◆ Problem to solve
Reproduce everything from the line containing "# point at: dark" down to the end of the material, requests included, and add 77 to every coordinate in the answers.
=== Information provided ===
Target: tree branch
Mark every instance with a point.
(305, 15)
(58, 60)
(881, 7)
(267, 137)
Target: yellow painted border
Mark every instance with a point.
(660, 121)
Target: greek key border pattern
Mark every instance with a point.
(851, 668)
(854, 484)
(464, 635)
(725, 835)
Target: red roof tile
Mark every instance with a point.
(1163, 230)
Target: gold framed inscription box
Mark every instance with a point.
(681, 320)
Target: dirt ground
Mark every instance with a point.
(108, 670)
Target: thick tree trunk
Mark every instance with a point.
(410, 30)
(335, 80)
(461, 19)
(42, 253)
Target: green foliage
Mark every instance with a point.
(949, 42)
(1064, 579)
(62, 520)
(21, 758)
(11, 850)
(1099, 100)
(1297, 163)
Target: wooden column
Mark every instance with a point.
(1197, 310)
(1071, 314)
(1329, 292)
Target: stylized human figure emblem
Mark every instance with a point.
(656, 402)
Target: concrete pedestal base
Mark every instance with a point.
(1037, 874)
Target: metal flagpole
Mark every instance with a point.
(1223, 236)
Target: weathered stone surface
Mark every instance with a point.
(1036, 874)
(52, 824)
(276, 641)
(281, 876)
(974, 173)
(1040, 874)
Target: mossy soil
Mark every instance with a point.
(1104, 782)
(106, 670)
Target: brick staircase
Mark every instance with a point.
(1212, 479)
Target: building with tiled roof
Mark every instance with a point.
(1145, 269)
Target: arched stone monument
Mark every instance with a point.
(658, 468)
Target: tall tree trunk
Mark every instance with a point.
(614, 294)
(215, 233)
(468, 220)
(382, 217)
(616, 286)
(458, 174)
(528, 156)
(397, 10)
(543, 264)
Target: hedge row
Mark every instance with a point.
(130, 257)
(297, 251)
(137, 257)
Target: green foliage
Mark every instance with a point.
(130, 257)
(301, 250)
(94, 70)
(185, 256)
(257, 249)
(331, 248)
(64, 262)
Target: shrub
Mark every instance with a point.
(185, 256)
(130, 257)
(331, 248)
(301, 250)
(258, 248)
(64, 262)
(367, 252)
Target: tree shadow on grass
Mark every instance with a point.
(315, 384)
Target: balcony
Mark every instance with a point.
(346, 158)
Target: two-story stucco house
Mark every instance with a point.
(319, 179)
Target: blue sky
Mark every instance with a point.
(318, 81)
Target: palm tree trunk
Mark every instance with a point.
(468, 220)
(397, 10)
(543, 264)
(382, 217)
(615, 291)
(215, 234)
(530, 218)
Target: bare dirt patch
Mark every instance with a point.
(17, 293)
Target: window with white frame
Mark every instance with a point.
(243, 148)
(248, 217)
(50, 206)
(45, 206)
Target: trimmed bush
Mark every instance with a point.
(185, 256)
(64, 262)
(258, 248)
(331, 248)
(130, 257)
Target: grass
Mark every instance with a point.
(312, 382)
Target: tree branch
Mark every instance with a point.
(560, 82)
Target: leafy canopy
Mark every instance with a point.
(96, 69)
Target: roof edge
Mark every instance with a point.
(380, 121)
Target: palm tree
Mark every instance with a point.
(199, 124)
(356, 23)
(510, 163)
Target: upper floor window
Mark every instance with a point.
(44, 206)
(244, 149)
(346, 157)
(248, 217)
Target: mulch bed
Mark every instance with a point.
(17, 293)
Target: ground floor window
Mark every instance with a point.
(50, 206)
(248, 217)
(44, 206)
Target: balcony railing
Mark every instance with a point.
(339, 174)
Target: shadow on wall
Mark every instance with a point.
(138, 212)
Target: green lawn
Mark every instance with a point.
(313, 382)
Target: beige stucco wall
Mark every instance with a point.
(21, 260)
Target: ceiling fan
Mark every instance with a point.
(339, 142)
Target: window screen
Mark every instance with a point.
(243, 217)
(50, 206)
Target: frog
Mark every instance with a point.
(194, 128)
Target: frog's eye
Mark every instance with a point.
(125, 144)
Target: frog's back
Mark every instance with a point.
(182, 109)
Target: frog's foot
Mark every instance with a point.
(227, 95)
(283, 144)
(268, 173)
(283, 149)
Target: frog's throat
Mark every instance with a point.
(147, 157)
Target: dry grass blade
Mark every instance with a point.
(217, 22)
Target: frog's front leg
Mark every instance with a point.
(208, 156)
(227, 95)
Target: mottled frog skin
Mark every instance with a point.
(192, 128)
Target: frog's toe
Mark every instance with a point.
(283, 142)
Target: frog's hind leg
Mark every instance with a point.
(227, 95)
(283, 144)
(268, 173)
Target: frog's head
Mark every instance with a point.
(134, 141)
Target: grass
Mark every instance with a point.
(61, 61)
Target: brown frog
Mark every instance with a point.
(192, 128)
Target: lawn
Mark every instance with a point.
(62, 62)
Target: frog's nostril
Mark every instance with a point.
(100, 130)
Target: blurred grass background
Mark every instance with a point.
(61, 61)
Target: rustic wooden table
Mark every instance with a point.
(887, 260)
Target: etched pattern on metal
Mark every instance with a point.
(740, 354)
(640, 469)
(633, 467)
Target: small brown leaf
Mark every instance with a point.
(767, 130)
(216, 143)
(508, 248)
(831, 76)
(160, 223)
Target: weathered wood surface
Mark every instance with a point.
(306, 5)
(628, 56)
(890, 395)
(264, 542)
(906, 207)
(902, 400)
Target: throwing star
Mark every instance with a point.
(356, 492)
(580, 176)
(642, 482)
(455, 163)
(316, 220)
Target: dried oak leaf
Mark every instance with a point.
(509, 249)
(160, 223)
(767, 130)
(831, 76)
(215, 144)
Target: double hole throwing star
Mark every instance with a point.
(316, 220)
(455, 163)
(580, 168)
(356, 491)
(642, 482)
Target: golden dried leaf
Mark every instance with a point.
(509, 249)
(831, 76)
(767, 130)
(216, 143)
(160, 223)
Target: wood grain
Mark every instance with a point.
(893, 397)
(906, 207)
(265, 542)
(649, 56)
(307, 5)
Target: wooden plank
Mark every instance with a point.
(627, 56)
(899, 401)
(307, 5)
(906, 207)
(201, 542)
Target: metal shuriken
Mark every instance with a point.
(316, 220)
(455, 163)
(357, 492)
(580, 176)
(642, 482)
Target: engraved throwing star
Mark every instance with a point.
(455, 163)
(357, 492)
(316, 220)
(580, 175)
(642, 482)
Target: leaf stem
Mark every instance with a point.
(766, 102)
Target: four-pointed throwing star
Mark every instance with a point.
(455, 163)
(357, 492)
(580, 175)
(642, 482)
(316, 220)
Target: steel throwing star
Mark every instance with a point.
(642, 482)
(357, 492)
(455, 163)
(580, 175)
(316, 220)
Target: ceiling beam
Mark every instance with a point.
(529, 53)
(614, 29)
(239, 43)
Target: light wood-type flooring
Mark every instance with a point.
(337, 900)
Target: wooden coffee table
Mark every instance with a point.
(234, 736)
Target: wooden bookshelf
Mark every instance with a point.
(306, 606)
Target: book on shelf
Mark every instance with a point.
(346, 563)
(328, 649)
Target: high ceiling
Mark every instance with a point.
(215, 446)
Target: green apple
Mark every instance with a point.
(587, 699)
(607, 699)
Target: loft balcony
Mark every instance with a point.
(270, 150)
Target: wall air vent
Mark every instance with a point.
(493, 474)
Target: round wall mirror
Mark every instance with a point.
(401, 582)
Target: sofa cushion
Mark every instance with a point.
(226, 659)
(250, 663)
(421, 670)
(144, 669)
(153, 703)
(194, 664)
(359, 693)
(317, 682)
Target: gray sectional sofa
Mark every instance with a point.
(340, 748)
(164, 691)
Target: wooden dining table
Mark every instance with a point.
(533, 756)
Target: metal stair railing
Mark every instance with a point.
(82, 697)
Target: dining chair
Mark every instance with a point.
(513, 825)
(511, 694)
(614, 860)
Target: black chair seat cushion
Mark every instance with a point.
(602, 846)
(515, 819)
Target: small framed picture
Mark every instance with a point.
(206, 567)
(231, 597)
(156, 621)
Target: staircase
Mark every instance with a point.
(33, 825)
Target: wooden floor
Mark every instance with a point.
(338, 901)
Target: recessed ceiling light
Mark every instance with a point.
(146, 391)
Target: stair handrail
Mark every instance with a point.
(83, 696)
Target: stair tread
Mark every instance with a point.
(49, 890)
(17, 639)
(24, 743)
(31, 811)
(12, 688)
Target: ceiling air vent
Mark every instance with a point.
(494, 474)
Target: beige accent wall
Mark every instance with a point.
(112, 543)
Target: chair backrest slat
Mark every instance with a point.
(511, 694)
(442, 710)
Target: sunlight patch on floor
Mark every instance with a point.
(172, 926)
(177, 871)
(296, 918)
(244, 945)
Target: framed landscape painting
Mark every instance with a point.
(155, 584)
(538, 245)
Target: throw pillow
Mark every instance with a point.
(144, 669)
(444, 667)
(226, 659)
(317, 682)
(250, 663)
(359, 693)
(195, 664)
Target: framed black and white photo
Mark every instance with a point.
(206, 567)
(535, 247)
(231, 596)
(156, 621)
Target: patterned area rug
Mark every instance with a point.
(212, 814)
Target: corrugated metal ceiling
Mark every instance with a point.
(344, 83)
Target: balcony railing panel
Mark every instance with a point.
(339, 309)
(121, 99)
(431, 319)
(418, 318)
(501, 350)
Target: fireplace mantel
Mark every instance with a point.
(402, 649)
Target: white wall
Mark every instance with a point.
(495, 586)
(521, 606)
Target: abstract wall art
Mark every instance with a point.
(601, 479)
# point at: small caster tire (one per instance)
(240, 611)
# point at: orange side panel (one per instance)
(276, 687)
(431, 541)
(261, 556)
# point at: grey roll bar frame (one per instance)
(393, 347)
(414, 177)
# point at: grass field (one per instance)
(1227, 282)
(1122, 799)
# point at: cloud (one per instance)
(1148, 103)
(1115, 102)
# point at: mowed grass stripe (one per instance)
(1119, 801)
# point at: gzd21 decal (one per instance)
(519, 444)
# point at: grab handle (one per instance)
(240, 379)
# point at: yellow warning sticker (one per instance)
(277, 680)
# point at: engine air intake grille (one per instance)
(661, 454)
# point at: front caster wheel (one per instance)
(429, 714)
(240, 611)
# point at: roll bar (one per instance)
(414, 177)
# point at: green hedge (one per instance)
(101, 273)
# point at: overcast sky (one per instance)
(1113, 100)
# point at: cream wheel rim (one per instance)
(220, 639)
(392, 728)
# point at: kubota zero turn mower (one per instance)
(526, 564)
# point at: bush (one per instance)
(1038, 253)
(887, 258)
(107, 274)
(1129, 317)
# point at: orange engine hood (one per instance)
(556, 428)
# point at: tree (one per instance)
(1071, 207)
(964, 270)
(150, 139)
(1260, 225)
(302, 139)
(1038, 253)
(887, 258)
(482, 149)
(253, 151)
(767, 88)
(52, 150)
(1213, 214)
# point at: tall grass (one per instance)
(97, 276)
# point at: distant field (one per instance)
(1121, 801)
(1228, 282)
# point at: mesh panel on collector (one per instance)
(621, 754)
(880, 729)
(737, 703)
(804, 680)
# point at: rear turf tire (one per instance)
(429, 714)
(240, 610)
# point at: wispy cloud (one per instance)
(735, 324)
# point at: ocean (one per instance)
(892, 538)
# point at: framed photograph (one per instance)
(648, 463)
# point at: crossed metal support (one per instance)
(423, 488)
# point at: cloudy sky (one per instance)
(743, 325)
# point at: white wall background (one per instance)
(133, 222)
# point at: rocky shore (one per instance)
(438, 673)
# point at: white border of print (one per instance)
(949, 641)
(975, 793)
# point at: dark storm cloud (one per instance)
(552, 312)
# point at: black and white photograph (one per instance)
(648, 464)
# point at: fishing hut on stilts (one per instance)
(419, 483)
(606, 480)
===
◆ Written solution
# point at: dark storm cloud (one per instance)
(629, 389)
# point at: black and white photograph (one per instance)
(725, 541)
# point at: fishing hut on stilts (one per instance)
(496, 560)
(683, 557)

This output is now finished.